→ Estratto selezionato:
○ ○ ○

Molte app legate alla salute, presentano seri problemi di privacy e raccolta dati, tanto che almeno il 25% dei programmi gratuiti non rispetta quanto stabilito dai termini per la tutela dei dati personali. A documentarlo uno studio, pubblicato sul British Medical Journal, condotto dagli scienziati della Macquarie University, in Australia, che hanno valutato più di 20mila applicazioni per smartphone relative alla salute. I ricercatori ribadiscono che i pazienti dovrebbero essere più informati sulle politiche legate alla protezione dei dati nelle applicazioni per la salute.
Dei 2,8 milioni di app su Google Play e degli 1,96 milioni di app su Apple Store, si stima che 99.366 appartengano a categorie mediche, sanitarie e di fitness, descritte dalla classificazione mHealth. Gli sviluppatori condividono regolarmente e legalmente i dati degli utenti, ma sono state ripetutamente riscontrate divulgazioni sulla privacy inadeguate per molti software. Il gruppo di ricerca ha identificato più di 15 mila app mHealth gratuite nel Google Play Store, confrontando le politiche sulla protezione dei dati con un campione casuale di oltre ottomila applicazioni di genere diverso.
Gli autori hanno scoperto che l’88% dei programmi sanitari poteva accedere e potenzialmente condividere dati personali degli utenti, circa due terzi potevano salvare i cookie, un terzo poteva vedere l’indirizzo e-mail e circa un quarto poteva identificare il ripetitore a cui il cellulare era connesso, il che consentirebbe la geolocalizzazione dell’utente.
Solo il 4% delle app ha effettivamente trasmesso dati come nome e informazioni sulla posizione, ma i ricercatori affermano che l’87,5% delle operazioni di raccolta dati e il 56% delle trasmissioni sono state effettuate per conto di servizi di terze parti, come inserzionisti esterni o fornitori di analisi e monitoraggio.
Il 23% per cento di queste comunicazioni è avvenuto pero’ tramite canali non sicuri. Il 28% dei programmi considerati, inoltre, non forniva testi di politica sulla privacy e almeno il 25% delle trasmissioni violava quanto dichiarato nelle privacy policy. Tra le recensioni, questi problemi sono stati sollevati solo dall’1,3% degli utenti. Come limitazione dello studio, gli autori riconoscono che la valutazione delle sole app gratuite potrebbe aver introdotto dei bias.
“Questa analisi ha riscontrato seri problemi con la privacy e atteggiamenti incoerenti nelle app mHealth – afferma Gioacchino Tangari della Macquarie University – i medici dovrebbero essere consapevoli e riportare queste informazioni ai pazienti per determinare rischi e benefici dei programmi di gestione sanitaria”. “è importante esercitare un maggiore controllo, introdurre una regolamentazione adeguata e stabilire le responsabilita’ da parte di app store, inserzionisti digitali e data broker – conclude Muhammad Ikram, docente presso la Macquarie University – per garantire che le informazioni personali degli utenti siano trattate in modo adeguato e nel rispetto delle norme sulla privacy”.

○ ○ ○

→ Elenco dei dati:
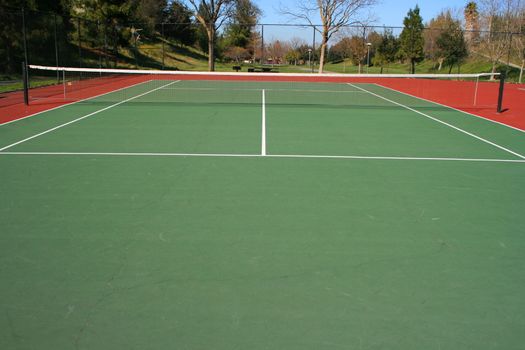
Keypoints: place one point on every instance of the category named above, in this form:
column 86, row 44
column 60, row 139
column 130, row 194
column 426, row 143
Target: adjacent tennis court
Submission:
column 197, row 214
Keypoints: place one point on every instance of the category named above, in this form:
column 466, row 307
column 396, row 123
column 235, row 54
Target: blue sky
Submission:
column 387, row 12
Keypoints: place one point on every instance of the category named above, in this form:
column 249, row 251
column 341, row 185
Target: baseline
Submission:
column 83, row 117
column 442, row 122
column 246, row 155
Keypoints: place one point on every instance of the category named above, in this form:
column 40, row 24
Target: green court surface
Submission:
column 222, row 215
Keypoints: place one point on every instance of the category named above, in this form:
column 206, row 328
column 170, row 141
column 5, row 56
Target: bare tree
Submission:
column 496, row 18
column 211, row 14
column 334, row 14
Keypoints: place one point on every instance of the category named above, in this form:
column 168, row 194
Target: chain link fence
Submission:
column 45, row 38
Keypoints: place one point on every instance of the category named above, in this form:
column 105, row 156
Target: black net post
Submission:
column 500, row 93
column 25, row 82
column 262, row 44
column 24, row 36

○ ○ ○

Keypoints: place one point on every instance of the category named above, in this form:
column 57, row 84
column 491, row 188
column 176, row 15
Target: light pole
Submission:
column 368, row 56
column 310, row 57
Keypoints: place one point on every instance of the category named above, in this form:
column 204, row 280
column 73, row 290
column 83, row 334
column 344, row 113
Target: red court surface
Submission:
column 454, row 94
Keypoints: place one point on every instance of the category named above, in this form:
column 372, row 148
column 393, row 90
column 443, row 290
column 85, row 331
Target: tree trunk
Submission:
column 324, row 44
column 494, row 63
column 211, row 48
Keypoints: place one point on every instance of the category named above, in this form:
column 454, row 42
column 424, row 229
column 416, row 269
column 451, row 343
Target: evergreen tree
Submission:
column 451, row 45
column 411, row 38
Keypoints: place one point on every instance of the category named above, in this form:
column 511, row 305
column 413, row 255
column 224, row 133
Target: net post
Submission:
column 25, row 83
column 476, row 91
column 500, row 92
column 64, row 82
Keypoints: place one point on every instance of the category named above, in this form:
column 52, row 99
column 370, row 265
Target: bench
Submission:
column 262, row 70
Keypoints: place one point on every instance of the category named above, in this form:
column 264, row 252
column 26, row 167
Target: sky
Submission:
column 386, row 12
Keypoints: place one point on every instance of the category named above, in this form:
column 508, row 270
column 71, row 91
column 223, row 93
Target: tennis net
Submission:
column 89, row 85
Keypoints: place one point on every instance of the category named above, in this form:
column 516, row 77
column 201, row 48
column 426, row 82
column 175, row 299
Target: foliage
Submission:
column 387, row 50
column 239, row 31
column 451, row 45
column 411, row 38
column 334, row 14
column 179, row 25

○ ○ ○

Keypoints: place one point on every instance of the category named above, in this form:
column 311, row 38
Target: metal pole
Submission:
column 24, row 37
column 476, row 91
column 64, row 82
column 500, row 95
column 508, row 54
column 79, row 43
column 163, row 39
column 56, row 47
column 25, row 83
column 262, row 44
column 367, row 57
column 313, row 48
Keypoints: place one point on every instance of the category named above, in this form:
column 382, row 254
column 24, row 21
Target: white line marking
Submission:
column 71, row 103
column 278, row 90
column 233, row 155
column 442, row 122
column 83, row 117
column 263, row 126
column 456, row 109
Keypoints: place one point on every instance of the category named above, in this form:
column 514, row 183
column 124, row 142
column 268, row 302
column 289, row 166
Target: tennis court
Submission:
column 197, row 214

○ ○ ○

→ Istruzioni per l'esercizio: Traduca in inglese la seguente frase del testo sulle app per la salute: «I ricercatori ribadiscono che i pazienti dovrebbero essere più informati sulle politiche legate alla protezione dei dati nelle applicazioni per la salute». Il materiale non ha alcun legame con il testo.

→ Soluzione dell'esercizio: The researchers reiterate that patients should be better informed about the policies related to data protection in health applications.